Passage provided ▸
※ ※ ※

That's the "big" project—the thick logs of research that will keep me burning the home fires in my little library carrel for some time. Then there is the kindling. From many hundreds of pages of draft copy and notes, a number of smaller and more theoretically focused essays keep emerging, the recognized offspring of a vast project that will take me over a decade to finish. I have begun presenting lectures on these smaller projects in a window of time that I have created for my work during the last two years, since my last field trip to the mountains in January 2010. Since then, I have been writing, framing questions, and writing some more. This respite from mountain research has been much harder and more involved than simply climbing the steps to each peak and chatting with fellow hikers.

The situation in which I find myself calls to mind the words of the eminent anthropologist E.E. Evans-Pritchard, whose work on African thought, society, and polity in the 1930s and 1940s transformed the fledgling field of anthropology. Writing later in his career about fieldwork and ethnography, he states that “…the decisive battle is not fought in the field but in the study afterwards…anyone can produce a new fact; the thing is to produce a new idea.” He goes on to say that the anthropologist needs ten years of writing for every year of research in the field:

       Sometimes people say that anybody can make observations and write a book 
       about a [primitive] people. Perhaps anybody can, but it may not be a contribution 
       to anthropology. In science, as in life, one finds only what one seeks. One cannot 
       have the answers without knowing what the questions are. Consequently the first
       imperative is a rigorous training in general theory before attempting field-research 
       so that one may know how and what to observe, what is significant in the light of 
       theory. It is essential to realize that facts are in themselves meaningless. To be
       meaningful they must have a degree of generality. It is useless going into the field 
       blind. One must know precisely what one wants to know and that can only be 
       acquired by a systematic training in academic social anthropology.[1]
[c] Spending RL

Precisely…and not exactly, as Evans-Pritchard himself states later in his essay. There, he notes that no amount of preparation could have readied him—among the groups he studied—for the relentless Zande focus on witchcraft and the Nuer obsession with cattle. To state it in brief, he rolled with the punches and wrote two compelling ethnographies about…well, witchcraft and cattle, among other themes. 

I have thought about these matters a good deal recently, and not the least because, having taken off my hiking boots for a while, I have a great deal of time to think. Like many people trained in the anthropology of my generation, my background in “general theory,” as Evans-Pritchard quaintly terms it, has been reasonably thorough. Not only did I do my paces as an undergraduate (sociological theory, anthropological theory, and contemporary sociological theory), but Marshall Sahlins began his twenty week “graduate theory” sequence in 1987 with that formidable anthropologist John Locke. If I recall correctly, we reached Franz Boas in week eight. There will always be much more to read (and several things that are worth a second, third, or fifteenth review). Still, I take "general theory" pretty seriously.

※ ※ ※

Stored rows ▸
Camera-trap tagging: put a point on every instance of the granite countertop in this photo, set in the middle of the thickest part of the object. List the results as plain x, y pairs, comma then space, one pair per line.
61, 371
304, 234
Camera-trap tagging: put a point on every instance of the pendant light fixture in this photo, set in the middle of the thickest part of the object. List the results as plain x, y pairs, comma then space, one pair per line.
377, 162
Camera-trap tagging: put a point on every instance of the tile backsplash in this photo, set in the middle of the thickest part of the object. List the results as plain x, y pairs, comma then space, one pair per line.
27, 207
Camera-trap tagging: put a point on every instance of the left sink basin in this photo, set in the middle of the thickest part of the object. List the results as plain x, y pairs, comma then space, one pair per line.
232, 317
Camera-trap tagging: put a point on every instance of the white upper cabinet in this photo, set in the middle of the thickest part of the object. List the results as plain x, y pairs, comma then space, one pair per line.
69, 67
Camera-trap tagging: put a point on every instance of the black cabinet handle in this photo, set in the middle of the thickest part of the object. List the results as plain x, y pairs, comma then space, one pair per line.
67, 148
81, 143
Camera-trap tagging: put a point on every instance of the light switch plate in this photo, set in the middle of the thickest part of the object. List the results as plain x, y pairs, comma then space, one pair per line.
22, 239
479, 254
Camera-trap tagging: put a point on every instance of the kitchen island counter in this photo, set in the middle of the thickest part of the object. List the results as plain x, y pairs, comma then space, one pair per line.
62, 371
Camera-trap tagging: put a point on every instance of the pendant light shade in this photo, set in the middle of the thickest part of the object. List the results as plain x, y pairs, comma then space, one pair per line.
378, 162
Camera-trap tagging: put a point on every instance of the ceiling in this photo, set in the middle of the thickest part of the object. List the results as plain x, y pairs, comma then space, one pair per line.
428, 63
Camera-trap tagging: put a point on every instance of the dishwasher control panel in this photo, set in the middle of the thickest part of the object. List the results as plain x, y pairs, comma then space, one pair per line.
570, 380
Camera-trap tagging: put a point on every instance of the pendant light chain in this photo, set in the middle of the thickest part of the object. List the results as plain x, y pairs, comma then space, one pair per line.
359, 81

※ ※ ※

What you will do ▸
a: Render the sentence "Since then, I have been writing, framing questions, and writing some more." from the essay on fieldwork into Spanish.
b: According to the essay on fieldwork, in what year did Marshall Sahlins begin his twenty-week graduate theory sequence?
c: Extend the essay on anthropological fieldwork and theory, beginning after its final sentence.
The records have no connection to the essay on anthropological fieldwork.

Answers for this exercise ▸
a: Desde entonces, he estado escribiendo, formulando preguntas y escribiendo un poco más.

b: 1987

c:
That theoretical training contributed formidably to the way that I have researched and written about the mountain network I wish to call the five cosmological peaks. The “problem,” if it can be called that, is different. After returning to the United States and beginning to write about the mountains, that very same theoretical training started to pepper the notes, jottings, and even photographs that I had taken. In short, in reviewing my work (ostensibly in order to “write it up”), I had an experience for which none of my predecessors really trained me. Weber and Marx showed up in photographs that I thought were just trees and trail; Simmel and Mead emerged like so many "V" signs in Chinese pictures. Reading even the most straightforward fieldnote would bring visions of Edmund Leach, Jack Goody, or Maurice Godelier, not to mention Pierre Bourdieu. They were like little nuggets of firewood in my burning imagination.
[d] Fumes RL

And then the kindling began to crackle over the flame. 

New projects began to emerge, rising like so many Phoenixes from the incense-coated ashes of my notes. I paid attention, for more than one writer (and a few teachers) had told me over the years that I should never forget the possibilities of future projects being generated by serendipity—often when working on something else. Keep a notebook, they urged. Have a series of folders at the ready (computer or paper…or both), and jot something down for storage. Check, check. I did. Over the course of the last two years, I have generated several dozen of these topics, even as the “big” project just keeps on growing. My musings on "divinatory economics" are part of this plan—a way to develop some of the questions (remember Evans-Pritchard’s focus on getting the questions right) for future research on these topics that I—or others—can take back to the mountains and develop even further.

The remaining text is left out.